Alexander Valentinovich Novak (; born 23 August 1971) is a Russian politician who is the current Deputy Prime Minister of Russia since November 2020.

Previously, he was the Minister of Energy of Russia between 2012 and 2020, before being replaced in November 2020 by the general director of RusHydro, Nikolay Shulginov.

Career 
In 1993, he graduated from Norilsk Industrial Institute as a specialist on Economy and Management in Metallurgy. 

Between 1993 and 1997, he was Head of the Financial Bureau of the Accounting Department of the Norilsk Mining and Smelting Complex. In 1997 to 1999, he headed the tax planning department of the complex.

Entry into local and regional politics (2000-2008)
From 2000 to 2002, he was Norilsk Deputy Mayor for economics and finance, Norilsk's first Deputy Mayor. Between 2002 and 2007, he was head of the Main Finance Management of the Krasnoyarsk Krai Administration, Deputy Governor of the Krasnoyarsk Krai and Head of the Main Finance Authority of the Krasnoyarsk Krai.

Federal civil servant (2008-2012)
From September 2008 to May 2012, he was Deputy Finance Minister of the Russian Federation.

Federal politician (2012-present)

- - - -

* [Job]:
Using the biography of Alexander Novak, answer:
1. Who replaced him as Minister of Energy in November 2020?
2. From which institute did he graduate in 1993?
3. What post did he hold from September 2008 to May 2012?
The data that follows is unrelated to the biography of Alexander Novak.

* [Excerpted records]:
- - - -

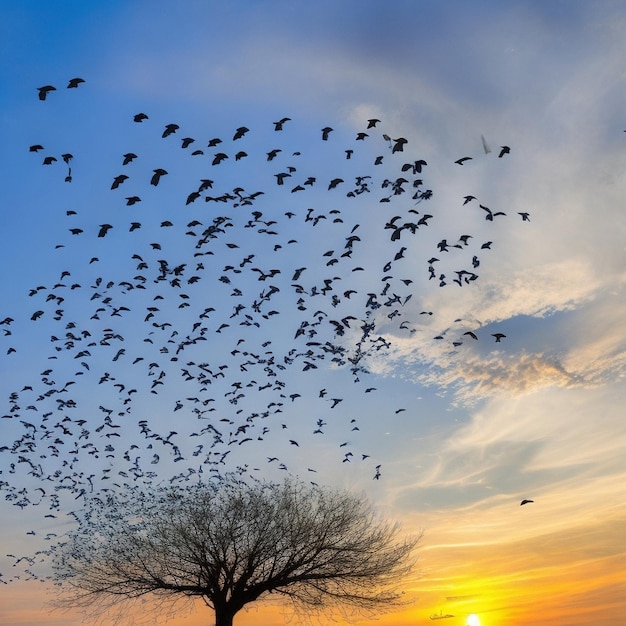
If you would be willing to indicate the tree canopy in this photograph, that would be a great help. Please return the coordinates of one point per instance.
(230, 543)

- - - -

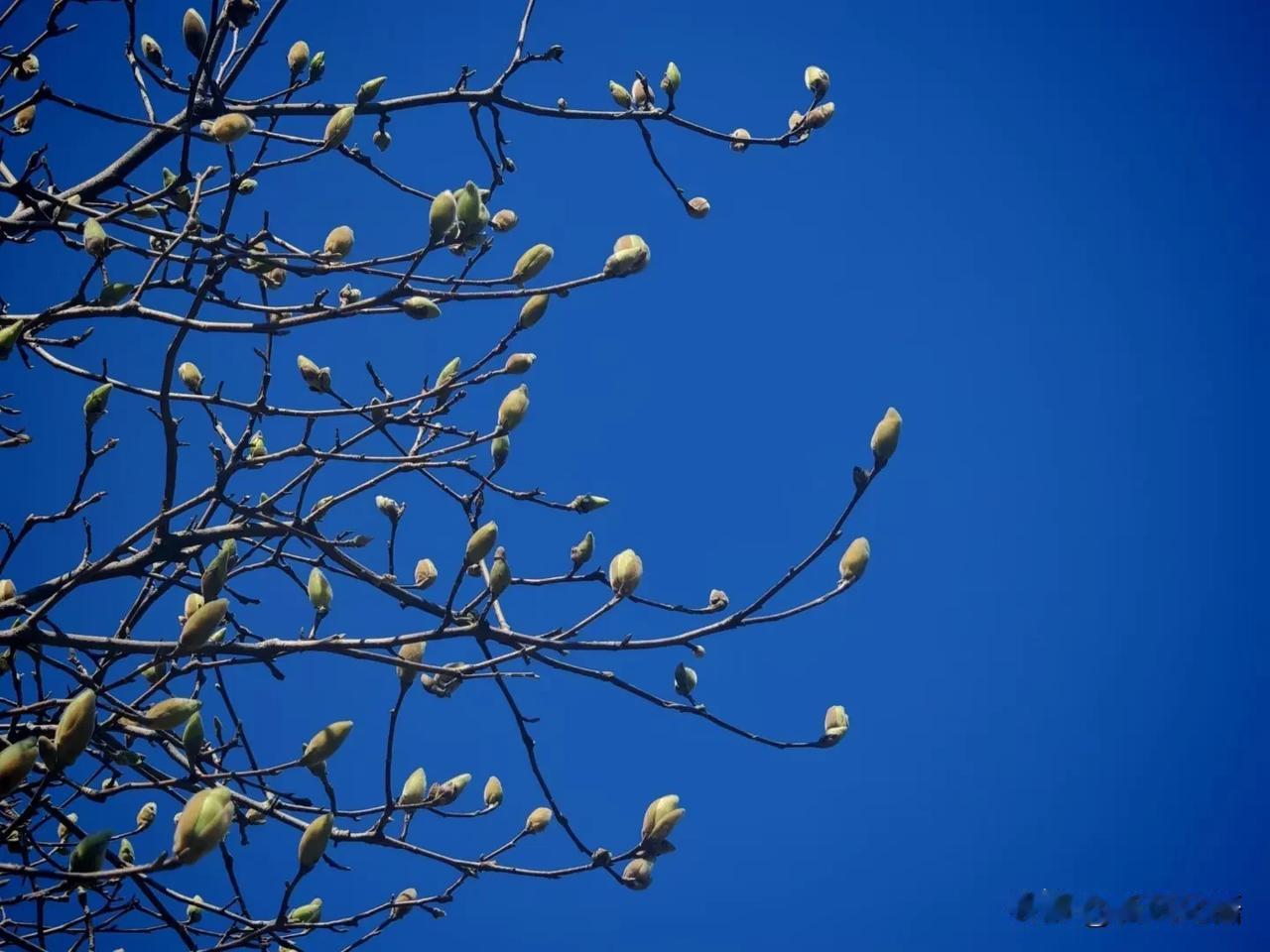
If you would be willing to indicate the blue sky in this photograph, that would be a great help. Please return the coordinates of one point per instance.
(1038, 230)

- - - -

* [Full output]:
1. Nikolay Shulginov, the general director of RusHydro.
2. Norilsk Industrial Institute.
3. Deputy Finance Minister of the Russian Federation.